> **TEXT**

President Nana Addo Dankwa Akufo-Addo cast himself as a change-maker during his inaugural address and promised he would be unlike his predecessor John Mahama.
Although the first year of his presidency has not been worse as was witnessed in the past regime, it had not been as he anticipated. Not much progress was made.
And for a leader who made highfalutin promises to the people, his performance the past year has been disappointingly bad, especially after sharing in the “pains and sacrifices” of Ghanaians during the tenure of the National Democratic Congress (NDC).
Akufo-Addo Tracker concedes the president has achieved some substantive goals, including the abolishing of some nuisance taxes introduced by the Mahama-led regime, implementation of the free senior high school (SHS) programme and rolling out the Planting for Food and Jobs programme.
But he also failed to make good on some promises, such as aggressively pursuing industrialization in order to create jobs and deepening the culture of the rule of law among others.
Akufo-Addo Tracker is convinced the president has been pathetic in the area of job creation, industrialisation and security.
While the governing New Patriotic Party (NPP) made some emphatic promises on page 133 of its 2016 Manifesto, it had not been committed in action. To realize a good governance, the party had promised to deepen the culture of the rule of law by:
(a) Upholding and promoting the separation of powers. The NPP government will make adequate provision to secure the independence of the Judiciary and will help to strengthen the institutional capacity of Parliament, and
(b) Promoting and instilling within the state security agencies an enhanced ethics and culture of respect for the rights and freedoms of citizens.
But its achievement in the area of security has been horribly poor and security expert Dr Kwesi Aning captured this when he said: “Most of what has been done has been on the rhetorical side.”
The unrestrained activities of pro-NPP vigilante groups who brazenly attacked their party members and opposition opponents created an atmosphere of general insecurity in the country. Ironically, the more president Akufo-Addo talked tough about clamping down on those groups, the more their attacks on innocent Ghanaians.

> **ASSIGNMENT A**
Repeat the part of the Akufo-Addo passage starting with "Although the first" and going on through "Democratic Congress (NDC).".
> **ASSIGNMENT B**
Pick up the text on Akufo-Addo's first year in office and continue it from the point where it stops.

> **DATASET**
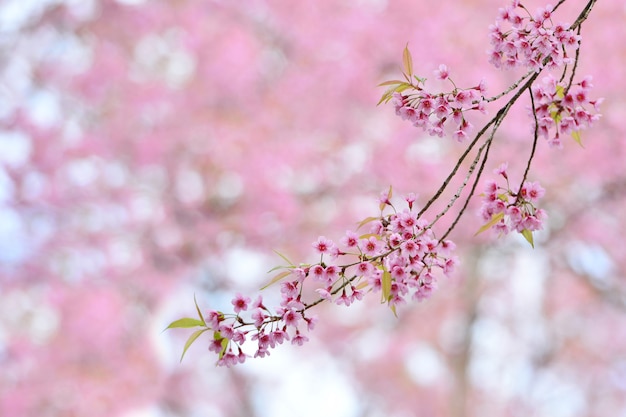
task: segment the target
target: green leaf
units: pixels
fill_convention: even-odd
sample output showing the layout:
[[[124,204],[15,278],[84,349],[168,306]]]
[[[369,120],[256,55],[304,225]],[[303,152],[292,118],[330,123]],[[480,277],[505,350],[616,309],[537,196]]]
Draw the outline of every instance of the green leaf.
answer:
[[[189,336],[189,339],[187,339],[187,342],[185,343],[185,347],[183,348],[183,353],[182,353],[182,355],[180,355],[180,361],[181,361],[181,362],[183,361],[183,358],[185,357],[185,353],[187,352],[187,349],[189,349],[189,346],[191,346],[191,344],[192,344],[193,342],[195,342],[195,341],[196,341],[196,339],[197,339],[198,337],[200,337],[200,335],[201,335],[202,333],[206,332],[207,330],[209,330],[209,329],[208,329],[208,328],[206,328],[206,329],[196,330],[195,332],[193,332],[193,333],[191,334],[191,336]]]
[[[380,83],[378,84],[379,87],[384,87],[386,85],[398,85],[398,84],[406,84],[406,81],[402,81],[402,80],[389,80],[389,81],[385,81],[384,83]]]
[[[393,311],[393,315],[396,316],[396,318],[398,318],[398,313],[396,312],[396,305],[393,304],[389,306],[389,308],[391,309],[391,311]]]
[[[522,234],[522,236],[524,236],[524,239],[526,239],[528,243],[530,243],[530,246],[532,246],[534,249],[535,243],[533,242],[533,232],[531,232],[528,229],[524,229],[520,233]]]
[[[563,88],[562,85],[557,85],[556,86],[556,96],[558,98],[563,98],[565,97],[565,89]]]
[[[381,287],[383,290],[383,302],[386,303],[389,301],[389,297],[391,296],[391,273],[386,269],[383,269]]]
[[[202,324],[206,326],[206,322],[204,321],[204,317],[202,316],[202,312],[200,311],[200,307],[198,307],[198,302],[196,301],[196,295],[193,295],[193,303],[196,305],[196,311],[198,312],[198,317],[202,321]]]
[[[393,93],[401,93],[404,90],[408,90],[409,88],[413,88],[413,86],[409,83],[405,83],[404,81],[402,81],[402,84],[398,84],[395,87],[394,86],[389,87],[383,93],[382,97],[380,98],[380,100],[378,100],[378,103],[376,103],[376,105],[379,106],[380,103],[389,102],[389,100],[391,100],[391,98],[393,97]]]
[[[261,287],[261,290],[264,290],[267,287],[277,283],[278,281],[280,281],[281,279],[285,278],[289,274],[291,274],[291,271],[283,271],[283,272],[281,272],[280,274],[278,274],[274,278],[272,278],[272,280],[270,282],[268,282],[266,285]]]
[[[572,131],[572,138],[576,141],[576,143],[577,143],[577,144],[579,144],[579,145],[580,145],[580,147],[581,147],[581,148],[584,148],[584,146],[583,146],[583,142],[582,142],[582,140],[580,139],[580,131],[578,131],[578,130],[573,130],[573,131]]]
[[[287,264],[288,264],[289,266],[295,266],[295,265],[294,265],[294,263],[293,263],[293,262],[291,262],[291,261],[289,260],[289,258],[287,258],[287,257],[286,257],[285,255],[283,255],[282,253],[278,252],[277,250],[275,250],[275,251],[274,251],[274,253],[275,253],[276,255],[280,256],[281,258],[283,258],[283,260],[284,260],[285,262],[287,262]]]
[[[176,321],[171,322],[170,325],[167,326],[165,329],[190,328],[190,327],[199,327],[199,326],[206,327],[206,324],[204,323],[203,320],[185,317],[185,318],[178,319]]]
[[[364,235],[359,236],[359,239],[369,239],[370,237],[375,237],[378,240],[381,240],[383,238],[378,233],[366,233]]]
[[[391,196],[393,195],[393,190],[391,189],[391,185],[389,186],[389,191],[387,191],[387,201],[391,201]],[[380,203],[380,211],[385,209],[387,203]]]
[[[402,53],[402,64],[404,65],[404,72],[408,78],[413,77],[413,58],[411,57],[411,51],[409,51],[409,44],[407,43]]]
[[[500,213],[494,214],[493,216],[491,216],[491,220],[489,220],[480,229],[478,229],[478,232],[476,232],[476,234],[474,236],[481,234],[482,232],[484,232],[487,229],[490,229],[492,226],[494,226],[496,223],[498,223],[503,218],[504,218],[504,212],[500,212]]]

> **ANSWER BOX A**
Although the first year of his presidency has not been worse as was witnessed in the past regime, it had not been as he anticipated. Not much progress was made.
And for a leader who made highfalutin promises to the people, his performance the past year has been disappointingly bad, especially after sharing in the “pains and sacrifices” of Ghanaians during the tenure of the National Democratic Congress (NDC).

> **ANSWER BOX B**
These groups became visible to the extent that they seized public toilets, transport terminals and public offices such as District National Health Insurance Authority (NHIA) and Youth Employment Agency (YEA).
Truth is, whatever economic gains made by the government will be of no value if the citizens are not safe to enjoy the fruit of their pains and sufferings. Sustainable development thrives in areas where there are peace and security.
(b)One district, one factory:
The one-district, one-factory programme can create millions of jobs in the country if the government is committed to its implementation.
The NPP on page 31 of its 2016 Manifesto said it will collaborate with the private sector to implement the ambitious “one district, one factory initiative.” The programme aims at ensuring at an even, spatial spread of industries.
But after promising to set up about 51 factories in 2017, nothing has been heard of the government or the one-district, one factory secretariat that has been hiding from the media because of the failed agenda.
Surprisingly, the unemployment situation in Ghana has not changed since president Akufo-Addo took over from his predecessor. Today, more than ever, young people complete school after acquiring their qualifications and end up being jobless, burdening their parents or guardians.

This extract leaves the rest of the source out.